## Zu erledigende Aufgaben
1. Kannst du aus dem Text über das Privatkundengeschäft der Banken den Abschnitt wortgetreu herausschreiben, der mit den Worten „Das Bankwesen steht“ beginnt und mit „Aufbau lebenslanger Kundenbeziehungen.“ endet?
2. Wie geht der Text über das Privatkundengeschäft der Banken nach seinem letzten Satz weiter? Setze ihn fort.

## Seitentext
————
Die Neuentwicklung der Finanzmärkte zeigt: Das derzeitige Modell des Universalbankgeschäfts für Privatkunden ist nicht (mehr) zukunftsfähig. Banken müssen sich neu erfinden und auf Geschäftsbereiche konzentrieren, mit denen sie auf dem Parkett der digitalen Welt mitspielen können, bevor über eine künftige Marktführungsposition nachgedacht werden kann.

Der direkte Weg zum Erfolg ist die Konzentration auf bestimmte Geschäftsbereiche des Universalbankmodells – die Bewältigung von Lebensereignissen (mit komplexen Kreditprodukten), tägliche Bankgeschäfte (Einlagenkonten, Zahlungen und Kreditkarten) oder der Aufbau und Schutz von Vermögen –, in denen die Bank wiederum ein Werteversprechen bieten und auch einhalten kann, das im neuen digitalen Zeitalter funktioniert und erfolgreich ist. Banken, die dogmatisch traditionelle Schemata verfolgen, können nicht überleben. Warum? Weil sie dadurch die Basis ihres Kerngeschäfts aus den Augen verlieren: ihre Kundschaft! Marktführer werden in Zukunft wie Technologieunternehmen agieren, die über fortschrittliche Datenkapazitäten, einen hochmodernen Technologie-Stack sowie ein agiles Betriebsmodell verfügen und die Kunden in den Fokus rücken. Obwohl viel von der Bedrohung durch Fintechs und „Big Tech“ die Rede ist, können Banken im Privatkundengeschäft weiterhin führend sein – sie müssen allerdings agiler werden. 

Das Bankwesen steht vor großen Herausforderungen

Es gibt Dinge, die ändern sich nie: Unterschiede in der Rentabilität wichtigster Geschäftsbereiche des Privatkundengeschäfts gab es schon immer. Das tägliche Bankgeschäft diente oft als Grundlage für den Aufbau lebenslanger Kundenbeziehungen.

Die neuen Märkte und ihre Zielgruppen entwickeln sich jedoch schnell und lassen nur wenig Spielraum für unzureichende Leistungen zu. Um weiterhin erfolgreich zu bleiben, sollten Banken somit wissen, an welchen Stellschrauben sie drehen müssen, welche Maßnahmen Chancen bergen, welche nicht. Außerdem sind sie gut beraten, ihre strategisch wichtigsten Ertragsquellen zu schützen, weiterzuentwickeln und auszubauen. In Europa, Nordamerika und den asiatischen Industrieländern müssen Retailbanken neue Technologien einsetzen – einschließlich eines Digital-First-Geschäftsmodells und eines Hybrid-Cloud-Kerntechnologie-Stacks –, um die Kostenkurve grundlegend abzuflachen. Die Herausforderungen für traditionelle Universalbankmodelle und damit einhergehende strategische Ausrichtungen sind natürlich von Region zu Region unterschiedlich – was eine exakte Prüfung der Rentabilität einzelner Geschäftsbereiche erschwert. Mit Innovationstreibern Schritt zu halten und neue Einnahmequellen in den Bereichen komplexe Kreditvergabe und Vermögensabsicherung durch End-to-End-Journeys und Personalisierung zu erschließen, wird somit immer schwieriger.
————
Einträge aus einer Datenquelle
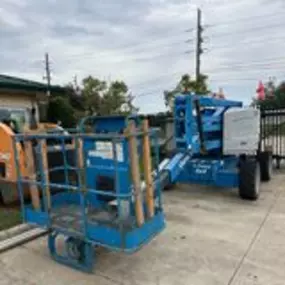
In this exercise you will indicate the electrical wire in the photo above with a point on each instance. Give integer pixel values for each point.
(233, 33)
(249, 18)
(251, 42)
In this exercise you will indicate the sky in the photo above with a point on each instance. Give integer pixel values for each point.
(147, 43)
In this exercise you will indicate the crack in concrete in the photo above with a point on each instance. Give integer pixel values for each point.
(253, 240)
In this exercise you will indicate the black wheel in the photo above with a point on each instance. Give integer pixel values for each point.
(74, 248)
(249, 179)
(169, 187)
(266, 165)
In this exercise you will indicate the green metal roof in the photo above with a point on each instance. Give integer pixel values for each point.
(16, 83)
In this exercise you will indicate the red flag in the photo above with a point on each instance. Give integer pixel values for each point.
(260, 91)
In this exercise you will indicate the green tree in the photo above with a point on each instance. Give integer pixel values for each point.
(186, 85)
(274, 97)
(60, 109)
(101, 98)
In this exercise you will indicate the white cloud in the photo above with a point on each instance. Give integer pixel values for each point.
————
## Lösungen
1.
Das Bankwesen steht vor großen Herausforderungen

Es gibt Dinge, die ändern sich nie: Unterschiede in der Rentabilität wichtigster Geschäftsbereiche des Privatkundengeschäfts gab es schon immer. Das tägliche Bankgeschäft diente oft als Grundlage für den Aufbau lebenslanger Kundenbeziehungen.

2.
Der Wettbewerb um Kundenbeziehungen hat sich auf ein neues, für die Banken unbekanntes Terrain verlagert, auf dem sich viele etablierte Banken wenig zurechtfinden. Und das Druckpotenzial steigt: Banken können es sich nicht leisten, die Kundschaft zu verlieren – vor allem, wenn scheinbar die einzige Möglichkeit (vergleichbar erfolgreiche Zahlen wie früher zu schreiben) darin besteht, Kontogebühren zu erhöhen. Sie müssen sich mit neuen, zukunftsorientierten und funktionalen Wertangeboten und Geschäftsmodellen wappnen, um in der weiteren Entwicklung eine Rolle spielen zu können.

Die Schwachstellen des Universalbankmodells werden allerdings immer gravierender, da sich das Wettbewerbsumfeld durch wesentliche Trendbewegungen weiter verändert:

  • Digitaler Wettbewerb, der Ertragsströme traditioneller Banken umleitet
  • Verlagerung der Größenvorteile von Filialen zu Online-Modellen
  • Die Verbraucherschaft fordert mehr digitale Angebote und unkomplizierte Abläufe

Wie Kundinnen und Kunden mit der Retailbank der Zukunft umgehen werden

Wie bereits erläutert, müssen Banken ihr Werteversprechen neu formulieren und dabei berücksichtigen, wie wichtig es ist, gleichzeitig das Kundenerlebnis zu vereinfachen und zu verbessern. Außerdem muss durch Daten Mehrwert geschaffen werden. Der Fokus sollte dabei auf dem Privatkundengeschäft liegen oder, je nach Kapitalausstattung und Wettbewerbsstärke, mehrere Geschäftsbereiche priorisieren, um eine digitale Plattform zu entwickeln, die die Costumer-Journey unterstützt. Die gesamte Wertschöpfungskette von der Suche über das Einkaufen bis hin zur Verwaltung der vorrangigen Geschäftsbereiche ist dabei als Gesamtprozess zu betrachten.

  1. Die Plattform für Wohn- und Lebensereignisse (oder komplexe Kreditvergabe) würde den Kundennutzen durch definierte Kooperationsmodelle erhöhen: Der gesamte Prozess für größere Lebensunternehmungen könnte dadurch in einer Lösung abgebildet werden.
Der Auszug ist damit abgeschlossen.